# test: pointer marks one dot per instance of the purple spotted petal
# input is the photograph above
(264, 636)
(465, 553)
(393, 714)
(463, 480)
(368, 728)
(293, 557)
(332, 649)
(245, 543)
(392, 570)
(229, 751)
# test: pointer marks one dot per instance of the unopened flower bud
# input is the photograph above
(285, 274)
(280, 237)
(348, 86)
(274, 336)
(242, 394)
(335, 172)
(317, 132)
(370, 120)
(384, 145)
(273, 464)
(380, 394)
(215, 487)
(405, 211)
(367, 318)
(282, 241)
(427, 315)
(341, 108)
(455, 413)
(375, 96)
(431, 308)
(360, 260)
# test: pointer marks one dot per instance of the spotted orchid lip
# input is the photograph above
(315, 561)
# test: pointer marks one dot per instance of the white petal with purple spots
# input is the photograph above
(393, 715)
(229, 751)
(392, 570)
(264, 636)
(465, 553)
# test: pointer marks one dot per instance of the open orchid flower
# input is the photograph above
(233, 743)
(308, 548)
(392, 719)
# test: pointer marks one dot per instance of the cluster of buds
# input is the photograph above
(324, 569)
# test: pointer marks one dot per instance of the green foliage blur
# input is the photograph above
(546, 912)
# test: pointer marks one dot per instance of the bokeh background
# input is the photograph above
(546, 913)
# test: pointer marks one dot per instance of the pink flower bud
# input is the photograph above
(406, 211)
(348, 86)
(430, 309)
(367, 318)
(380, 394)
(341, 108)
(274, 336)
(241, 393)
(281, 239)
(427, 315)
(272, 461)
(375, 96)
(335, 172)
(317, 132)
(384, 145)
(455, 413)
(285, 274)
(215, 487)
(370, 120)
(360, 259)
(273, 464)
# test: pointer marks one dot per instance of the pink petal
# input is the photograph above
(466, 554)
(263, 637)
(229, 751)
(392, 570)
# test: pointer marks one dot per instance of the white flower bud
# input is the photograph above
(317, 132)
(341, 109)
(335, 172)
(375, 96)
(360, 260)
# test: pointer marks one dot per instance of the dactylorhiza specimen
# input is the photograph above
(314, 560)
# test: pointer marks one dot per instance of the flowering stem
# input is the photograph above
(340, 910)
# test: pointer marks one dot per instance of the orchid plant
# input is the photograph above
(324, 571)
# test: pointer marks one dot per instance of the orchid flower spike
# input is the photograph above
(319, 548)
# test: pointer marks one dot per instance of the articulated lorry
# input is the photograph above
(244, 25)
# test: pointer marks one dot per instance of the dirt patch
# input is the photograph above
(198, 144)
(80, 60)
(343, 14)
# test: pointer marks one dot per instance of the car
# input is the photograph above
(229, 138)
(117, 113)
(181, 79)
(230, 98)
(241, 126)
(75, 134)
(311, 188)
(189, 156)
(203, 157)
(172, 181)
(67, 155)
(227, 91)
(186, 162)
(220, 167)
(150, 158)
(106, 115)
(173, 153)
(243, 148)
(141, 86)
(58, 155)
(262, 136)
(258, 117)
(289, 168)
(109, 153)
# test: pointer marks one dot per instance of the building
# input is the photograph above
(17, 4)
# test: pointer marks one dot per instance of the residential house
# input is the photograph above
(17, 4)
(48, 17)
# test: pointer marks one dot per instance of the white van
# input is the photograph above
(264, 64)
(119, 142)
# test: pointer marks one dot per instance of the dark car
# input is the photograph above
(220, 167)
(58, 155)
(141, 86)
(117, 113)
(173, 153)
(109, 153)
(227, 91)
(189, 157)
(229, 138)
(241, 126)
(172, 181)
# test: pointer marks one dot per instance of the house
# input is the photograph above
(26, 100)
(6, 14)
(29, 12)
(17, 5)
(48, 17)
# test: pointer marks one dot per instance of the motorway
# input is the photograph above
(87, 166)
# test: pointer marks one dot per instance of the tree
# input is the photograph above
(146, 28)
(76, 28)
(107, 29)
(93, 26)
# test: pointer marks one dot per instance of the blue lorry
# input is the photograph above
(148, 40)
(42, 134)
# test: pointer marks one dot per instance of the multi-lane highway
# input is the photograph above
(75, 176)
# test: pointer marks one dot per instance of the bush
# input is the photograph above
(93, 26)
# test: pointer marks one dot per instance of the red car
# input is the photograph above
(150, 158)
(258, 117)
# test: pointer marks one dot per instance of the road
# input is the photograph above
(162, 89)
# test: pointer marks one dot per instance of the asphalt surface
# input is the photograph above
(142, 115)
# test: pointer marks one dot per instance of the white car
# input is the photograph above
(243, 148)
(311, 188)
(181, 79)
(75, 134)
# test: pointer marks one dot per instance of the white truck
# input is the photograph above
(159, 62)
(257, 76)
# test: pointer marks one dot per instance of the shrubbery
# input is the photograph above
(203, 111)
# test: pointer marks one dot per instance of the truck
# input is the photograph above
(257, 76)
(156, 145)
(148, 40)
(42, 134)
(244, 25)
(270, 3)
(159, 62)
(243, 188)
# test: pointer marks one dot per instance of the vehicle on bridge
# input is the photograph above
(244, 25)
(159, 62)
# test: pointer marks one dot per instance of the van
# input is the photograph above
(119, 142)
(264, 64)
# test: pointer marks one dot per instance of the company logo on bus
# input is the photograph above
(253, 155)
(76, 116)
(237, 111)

■ ■ ■ ■

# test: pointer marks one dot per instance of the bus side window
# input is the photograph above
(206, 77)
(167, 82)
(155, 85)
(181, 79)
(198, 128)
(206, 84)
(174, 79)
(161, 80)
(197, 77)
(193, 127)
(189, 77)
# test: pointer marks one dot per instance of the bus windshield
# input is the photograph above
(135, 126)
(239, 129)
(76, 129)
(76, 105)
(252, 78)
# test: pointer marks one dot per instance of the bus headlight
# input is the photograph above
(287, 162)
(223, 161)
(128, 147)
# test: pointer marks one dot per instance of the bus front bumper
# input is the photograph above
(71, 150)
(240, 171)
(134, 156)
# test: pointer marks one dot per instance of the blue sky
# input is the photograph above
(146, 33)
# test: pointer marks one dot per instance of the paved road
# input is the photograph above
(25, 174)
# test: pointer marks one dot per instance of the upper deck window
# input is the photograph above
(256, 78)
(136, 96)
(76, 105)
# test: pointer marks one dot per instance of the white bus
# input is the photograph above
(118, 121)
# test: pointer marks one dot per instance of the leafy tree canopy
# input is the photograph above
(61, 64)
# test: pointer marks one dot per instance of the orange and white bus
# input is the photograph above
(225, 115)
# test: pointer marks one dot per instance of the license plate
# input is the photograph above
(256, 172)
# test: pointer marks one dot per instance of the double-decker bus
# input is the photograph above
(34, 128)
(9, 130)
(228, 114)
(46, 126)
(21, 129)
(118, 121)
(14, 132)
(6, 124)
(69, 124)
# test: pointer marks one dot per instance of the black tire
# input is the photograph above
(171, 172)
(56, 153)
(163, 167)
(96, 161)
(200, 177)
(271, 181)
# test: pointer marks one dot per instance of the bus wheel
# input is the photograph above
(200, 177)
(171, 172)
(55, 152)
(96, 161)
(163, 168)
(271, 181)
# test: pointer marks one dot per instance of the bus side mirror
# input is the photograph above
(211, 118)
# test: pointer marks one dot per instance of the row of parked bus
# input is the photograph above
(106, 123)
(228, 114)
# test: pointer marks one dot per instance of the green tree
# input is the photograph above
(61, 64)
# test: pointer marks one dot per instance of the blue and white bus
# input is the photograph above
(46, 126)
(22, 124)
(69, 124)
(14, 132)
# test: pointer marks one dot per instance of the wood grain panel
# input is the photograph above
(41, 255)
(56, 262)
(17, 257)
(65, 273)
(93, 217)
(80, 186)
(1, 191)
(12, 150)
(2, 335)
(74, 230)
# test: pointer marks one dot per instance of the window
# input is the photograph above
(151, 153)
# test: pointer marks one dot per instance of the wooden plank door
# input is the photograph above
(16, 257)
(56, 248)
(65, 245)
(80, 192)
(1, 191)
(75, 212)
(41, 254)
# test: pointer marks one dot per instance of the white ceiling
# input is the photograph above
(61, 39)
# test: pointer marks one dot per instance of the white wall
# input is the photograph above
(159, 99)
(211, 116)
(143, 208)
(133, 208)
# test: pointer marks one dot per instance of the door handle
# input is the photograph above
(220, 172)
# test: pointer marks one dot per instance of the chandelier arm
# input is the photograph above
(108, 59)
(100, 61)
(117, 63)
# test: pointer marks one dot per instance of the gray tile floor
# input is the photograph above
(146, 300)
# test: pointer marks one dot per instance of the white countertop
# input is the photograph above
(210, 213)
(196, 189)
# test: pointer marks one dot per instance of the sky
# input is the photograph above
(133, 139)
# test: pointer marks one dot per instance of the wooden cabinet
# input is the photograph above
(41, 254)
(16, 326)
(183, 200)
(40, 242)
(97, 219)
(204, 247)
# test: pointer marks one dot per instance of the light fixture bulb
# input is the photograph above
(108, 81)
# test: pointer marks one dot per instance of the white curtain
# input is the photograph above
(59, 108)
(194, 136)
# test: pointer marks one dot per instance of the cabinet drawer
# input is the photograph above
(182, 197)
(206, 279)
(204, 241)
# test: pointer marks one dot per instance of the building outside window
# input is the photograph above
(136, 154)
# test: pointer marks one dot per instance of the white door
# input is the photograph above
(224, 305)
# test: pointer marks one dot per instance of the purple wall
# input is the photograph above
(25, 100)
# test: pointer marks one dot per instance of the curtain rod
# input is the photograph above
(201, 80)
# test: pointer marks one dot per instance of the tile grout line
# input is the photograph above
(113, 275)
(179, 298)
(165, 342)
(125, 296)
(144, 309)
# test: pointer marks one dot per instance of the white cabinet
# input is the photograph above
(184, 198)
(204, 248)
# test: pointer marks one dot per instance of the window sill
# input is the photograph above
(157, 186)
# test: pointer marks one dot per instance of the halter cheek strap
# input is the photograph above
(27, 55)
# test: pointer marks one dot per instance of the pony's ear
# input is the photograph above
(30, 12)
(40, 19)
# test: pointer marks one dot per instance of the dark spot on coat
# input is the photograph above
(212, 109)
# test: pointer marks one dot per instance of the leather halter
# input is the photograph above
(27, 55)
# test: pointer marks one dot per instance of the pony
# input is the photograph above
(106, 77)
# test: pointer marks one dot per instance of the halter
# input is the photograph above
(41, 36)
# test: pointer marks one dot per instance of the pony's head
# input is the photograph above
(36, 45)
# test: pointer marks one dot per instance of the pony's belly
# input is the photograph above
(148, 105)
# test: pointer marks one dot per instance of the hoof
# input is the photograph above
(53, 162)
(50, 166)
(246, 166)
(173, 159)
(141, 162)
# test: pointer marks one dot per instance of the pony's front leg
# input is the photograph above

■ ■ ■ ■

DIRECTIONS
Return, word for word, the lines of the data above from the line with "purple spotted petal" through the line with "# test: pointer marks one dot per instance of the unopened", inclusive.

EXPECTED ANSWER
# test: pointer marks one dot per instance of the purple spotted petal
# input is the photograph above
(264, 636)
(465, 553)
(393, 714)
(463, 480)
(368, 728)
(293, 557)
(332, 649)
(245, 543)
(392, 570)
(229, 751)
# test: pointer marks one dot per instance of the unopened flower bud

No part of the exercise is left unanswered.